- [Aim] In the interview excerpt, what did Steve Turre find he could do by putting his hand inside the shell?

ST: Oh, different sources. I've played with a lot of people that have influenced me in that realm—[saxophonist/flautist] Rahsaan Roland Kirk in particular. I've played with B.B. King, I've played with Ray Charles, and [while] coming up, I used to listen to a lot of blues—and not just Albert King, B.B. King and Muddy Waters. I used to love the way [saxophonist] Yusef Lateef played the blues. He was a favorite of mine.

AAJ:You mentioned Rahsaan Roland Kirk—his influence on you is well documented and you started your career with him. I know he introduced you to playing the shells, but I'm curious to know where he learned to play the shells.

Steve TurreST: Well, he didn't really play shells plural; he had a shell. He had all kinds of different sounds, man, he would blow whistles and ring bells and have a siren, and every once in a while he'd just pick up the shell and blow it. It had a real beautiful tone and I was really enthralled by the tone quality, by the sound of it. So he introduced me to the sound of the shell and I got one and started experimenting with it, and I discovered that if I put my hand in there I could change the pitch, and one thing led to another.

AAJ: There's a beautiful Ray Charles tribute on the album, "Brother Ray," and you succeed in capturing the voice of Ray Charles very well, particularly in the plunger solo...

ST: On a lot of my records, he was a big influence. You know, a lot of the younger musicians today are allergic to the blues—and that's the foundation of our music, so I don't quite understand that—but I'm proud to play the blues. I enjoy playing the blues.

AAJ: What do you mean when you say they are allergic to the blues?

ST:They deliberately don't reference it, and in a lot of cases they can't play it, or didn't learn to play it and therefore put it down. They act like it's old, but the blues is an expression of life, and life doesn't get old—life goes on.

AAJ: Do you think that a lot of musicians today associate the blues with outdated, outmoded music?

ST: The blues is never old. You see, there's two kinds of music, good music and there's the other kind. Are you going to tell me that Mozart is outdated? Are you going to tell me that Duke Ellington is outdated and old? I hear a lot of new writers today writing stuff for big bands and I still haven't heard anybody come close to what Duke Ellington wrote.

They can't play it, so they say it's old, but you see there's a trap there, and that is by calling something old and saying, "I gotta be something new," they're setting themselves up because in ten years, what they're doing now—somebody else will say that's old. Why have you got to do something new? Why don't you just do something good? Do something with feeling, something that makes people feel and not just say, "Oh, that's interesting."

AAJ: There's another great tune on the album, "Para El Comandante," dedicated to [multi-instrumentalist] Mario Rivera. He was an exceptional musician, but an unsung figure to a large degree. How would you rate him in the pantheon of Latin jazz musicians?

ST: At the very top, with the greatest of the greats.

Object point labels
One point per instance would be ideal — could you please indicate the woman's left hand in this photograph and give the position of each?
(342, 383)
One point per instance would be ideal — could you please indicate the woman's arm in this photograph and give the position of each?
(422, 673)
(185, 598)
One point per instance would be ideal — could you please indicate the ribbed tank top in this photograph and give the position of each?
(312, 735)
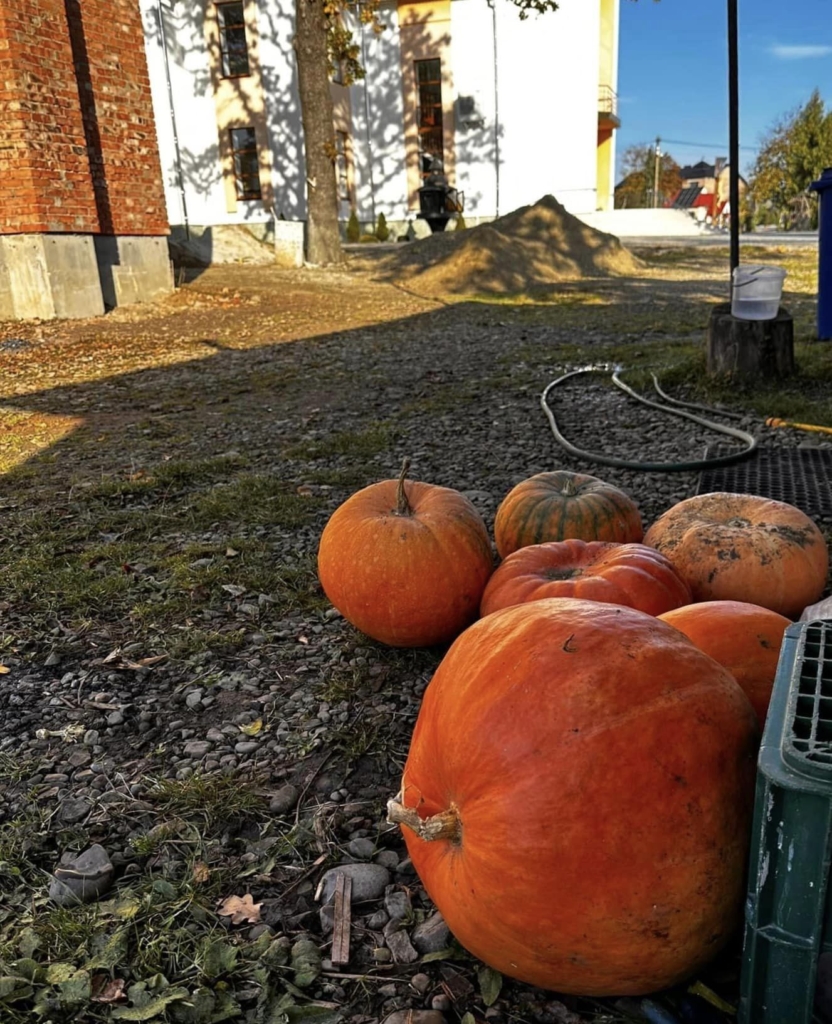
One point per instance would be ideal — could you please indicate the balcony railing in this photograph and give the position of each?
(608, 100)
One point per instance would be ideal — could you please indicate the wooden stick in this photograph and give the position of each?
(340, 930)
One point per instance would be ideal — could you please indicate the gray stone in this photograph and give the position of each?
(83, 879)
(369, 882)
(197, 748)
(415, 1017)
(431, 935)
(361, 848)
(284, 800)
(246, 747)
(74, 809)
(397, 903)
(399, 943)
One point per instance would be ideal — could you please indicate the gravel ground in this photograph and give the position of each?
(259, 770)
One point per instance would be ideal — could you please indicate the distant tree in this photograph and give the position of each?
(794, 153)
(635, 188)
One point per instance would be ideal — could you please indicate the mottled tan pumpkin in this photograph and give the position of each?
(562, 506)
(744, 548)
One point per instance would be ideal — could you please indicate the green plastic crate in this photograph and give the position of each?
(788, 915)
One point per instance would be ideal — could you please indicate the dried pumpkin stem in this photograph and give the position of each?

- [Full solution] He could change the pitch.